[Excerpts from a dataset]
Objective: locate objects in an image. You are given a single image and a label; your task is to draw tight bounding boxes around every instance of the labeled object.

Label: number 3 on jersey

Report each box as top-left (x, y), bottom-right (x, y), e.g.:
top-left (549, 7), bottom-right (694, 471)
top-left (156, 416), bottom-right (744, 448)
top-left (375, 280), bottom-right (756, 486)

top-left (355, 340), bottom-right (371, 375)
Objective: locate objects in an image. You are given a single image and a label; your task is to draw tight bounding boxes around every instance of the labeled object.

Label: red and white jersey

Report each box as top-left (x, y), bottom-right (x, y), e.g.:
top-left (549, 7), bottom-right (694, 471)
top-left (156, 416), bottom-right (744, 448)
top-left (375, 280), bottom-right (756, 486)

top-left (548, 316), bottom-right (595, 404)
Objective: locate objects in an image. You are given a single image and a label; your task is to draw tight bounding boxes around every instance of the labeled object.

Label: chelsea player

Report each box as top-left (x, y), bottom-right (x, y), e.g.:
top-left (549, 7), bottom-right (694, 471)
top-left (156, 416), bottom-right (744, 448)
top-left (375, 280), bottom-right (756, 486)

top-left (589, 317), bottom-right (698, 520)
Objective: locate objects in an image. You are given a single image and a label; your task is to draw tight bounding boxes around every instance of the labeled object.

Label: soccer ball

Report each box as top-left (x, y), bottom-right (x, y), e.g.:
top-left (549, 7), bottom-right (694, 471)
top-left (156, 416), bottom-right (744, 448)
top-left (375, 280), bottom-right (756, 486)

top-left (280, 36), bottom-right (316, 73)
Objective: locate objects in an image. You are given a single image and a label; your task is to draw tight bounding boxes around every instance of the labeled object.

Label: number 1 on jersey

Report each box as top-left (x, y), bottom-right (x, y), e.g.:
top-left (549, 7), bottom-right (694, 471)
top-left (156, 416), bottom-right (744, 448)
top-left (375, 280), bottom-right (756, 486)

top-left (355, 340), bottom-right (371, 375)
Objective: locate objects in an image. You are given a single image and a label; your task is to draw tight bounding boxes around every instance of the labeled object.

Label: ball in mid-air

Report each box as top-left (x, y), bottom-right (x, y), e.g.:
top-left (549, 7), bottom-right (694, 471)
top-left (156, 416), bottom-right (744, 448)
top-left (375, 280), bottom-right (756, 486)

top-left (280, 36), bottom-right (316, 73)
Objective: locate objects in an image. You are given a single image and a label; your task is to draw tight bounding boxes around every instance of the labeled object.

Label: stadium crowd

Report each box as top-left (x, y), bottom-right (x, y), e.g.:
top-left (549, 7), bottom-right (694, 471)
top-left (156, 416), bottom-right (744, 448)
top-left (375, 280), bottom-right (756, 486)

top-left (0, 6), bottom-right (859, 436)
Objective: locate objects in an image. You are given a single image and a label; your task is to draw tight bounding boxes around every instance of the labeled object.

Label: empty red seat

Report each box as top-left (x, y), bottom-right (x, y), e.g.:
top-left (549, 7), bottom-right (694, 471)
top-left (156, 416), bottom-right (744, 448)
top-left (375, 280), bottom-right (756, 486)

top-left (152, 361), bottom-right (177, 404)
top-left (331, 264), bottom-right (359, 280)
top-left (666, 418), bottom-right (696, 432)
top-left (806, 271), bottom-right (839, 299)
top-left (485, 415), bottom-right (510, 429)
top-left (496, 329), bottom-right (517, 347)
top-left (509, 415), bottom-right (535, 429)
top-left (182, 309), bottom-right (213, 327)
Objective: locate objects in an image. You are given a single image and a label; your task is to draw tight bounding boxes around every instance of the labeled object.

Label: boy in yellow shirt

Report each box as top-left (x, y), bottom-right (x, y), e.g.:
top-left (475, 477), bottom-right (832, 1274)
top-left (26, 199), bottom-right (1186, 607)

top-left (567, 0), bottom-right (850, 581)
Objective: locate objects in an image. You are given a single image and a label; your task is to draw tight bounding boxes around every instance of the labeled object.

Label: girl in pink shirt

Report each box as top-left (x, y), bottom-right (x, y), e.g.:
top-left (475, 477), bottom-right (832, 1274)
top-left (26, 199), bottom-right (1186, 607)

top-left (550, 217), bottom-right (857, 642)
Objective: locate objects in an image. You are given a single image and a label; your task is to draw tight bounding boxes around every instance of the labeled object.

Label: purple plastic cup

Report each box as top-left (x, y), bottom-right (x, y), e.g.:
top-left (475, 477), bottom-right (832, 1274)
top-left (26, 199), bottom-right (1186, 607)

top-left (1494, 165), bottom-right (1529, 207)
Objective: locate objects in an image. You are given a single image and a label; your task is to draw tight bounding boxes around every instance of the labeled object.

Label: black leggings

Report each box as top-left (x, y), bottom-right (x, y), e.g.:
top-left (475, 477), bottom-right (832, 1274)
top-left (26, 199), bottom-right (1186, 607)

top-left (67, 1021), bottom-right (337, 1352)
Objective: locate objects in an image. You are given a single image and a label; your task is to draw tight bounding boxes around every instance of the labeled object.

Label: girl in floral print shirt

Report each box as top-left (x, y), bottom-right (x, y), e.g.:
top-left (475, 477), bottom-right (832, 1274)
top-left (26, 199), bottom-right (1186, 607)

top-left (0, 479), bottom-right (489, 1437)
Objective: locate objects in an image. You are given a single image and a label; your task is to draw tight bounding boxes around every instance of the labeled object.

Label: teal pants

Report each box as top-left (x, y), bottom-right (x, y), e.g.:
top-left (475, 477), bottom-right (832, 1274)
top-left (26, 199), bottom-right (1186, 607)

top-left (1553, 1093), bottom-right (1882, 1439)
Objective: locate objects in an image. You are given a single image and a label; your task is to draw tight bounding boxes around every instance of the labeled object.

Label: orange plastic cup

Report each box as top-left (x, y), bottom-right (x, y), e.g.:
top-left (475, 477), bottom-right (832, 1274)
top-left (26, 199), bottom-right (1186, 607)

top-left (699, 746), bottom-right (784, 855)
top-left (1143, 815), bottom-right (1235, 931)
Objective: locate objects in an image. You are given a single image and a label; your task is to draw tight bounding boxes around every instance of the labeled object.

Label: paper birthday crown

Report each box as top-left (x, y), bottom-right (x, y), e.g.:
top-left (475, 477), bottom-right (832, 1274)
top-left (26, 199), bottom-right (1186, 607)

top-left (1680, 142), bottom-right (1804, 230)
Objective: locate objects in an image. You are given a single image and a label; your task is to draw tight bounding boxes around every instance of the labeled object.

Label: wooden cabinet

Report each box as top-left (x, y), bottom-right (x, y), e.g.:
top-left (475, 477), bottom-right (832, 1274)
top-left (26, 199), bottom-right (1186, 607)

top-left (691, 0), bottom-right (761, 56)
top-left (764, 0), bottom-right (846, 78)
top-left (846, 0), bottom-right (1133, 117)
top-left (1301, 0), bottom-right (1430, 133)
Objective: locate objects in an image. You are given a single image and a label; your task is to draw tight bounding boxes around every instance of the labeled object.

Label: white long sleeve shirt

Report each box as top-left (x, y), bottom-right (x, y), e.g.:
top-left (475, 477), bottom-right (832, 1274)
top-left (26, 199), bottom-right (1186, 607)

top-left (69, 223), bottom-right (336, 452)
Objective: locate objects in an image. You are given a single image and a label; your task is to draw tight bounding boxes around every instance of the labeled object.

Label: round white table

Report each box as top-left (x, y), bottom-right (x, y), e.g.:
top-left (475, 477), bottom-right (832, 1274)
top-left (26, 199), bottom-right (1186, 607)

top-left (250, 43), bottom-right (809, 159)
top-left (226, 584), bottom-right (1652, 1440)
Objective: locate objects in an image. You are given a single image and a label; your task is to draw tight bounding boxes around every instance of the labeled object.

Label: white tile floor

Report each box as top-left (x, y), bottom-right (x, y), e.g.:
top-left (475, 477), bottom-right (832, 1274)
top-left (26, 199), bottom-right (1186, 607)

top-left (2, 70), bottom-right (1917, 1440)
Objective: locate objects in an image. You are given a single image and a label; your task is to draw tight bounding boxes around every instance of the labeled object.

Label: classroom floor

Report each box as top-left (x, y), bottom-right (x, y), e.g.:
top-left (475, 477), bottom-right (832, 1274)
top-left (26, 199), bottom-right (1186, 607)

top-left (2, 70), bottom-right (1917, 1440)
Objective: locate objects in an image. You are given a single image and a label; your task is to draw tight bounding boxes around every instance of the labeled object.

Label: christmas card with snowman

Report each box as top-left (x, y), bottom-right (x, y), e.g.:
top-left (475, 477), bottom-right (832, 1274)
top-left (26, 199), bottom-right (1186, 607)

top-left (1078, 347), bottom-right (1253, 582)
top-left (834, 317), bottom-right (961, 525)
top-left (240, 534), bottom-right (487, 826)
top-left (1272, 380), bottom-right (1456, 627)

== Assignment ==
For this exercise, gather every line of the data that contains the word "jersey".

== Written answer ==
Label: number 3 on jersey
Label: red and white jersey
Label: number 1 on jersey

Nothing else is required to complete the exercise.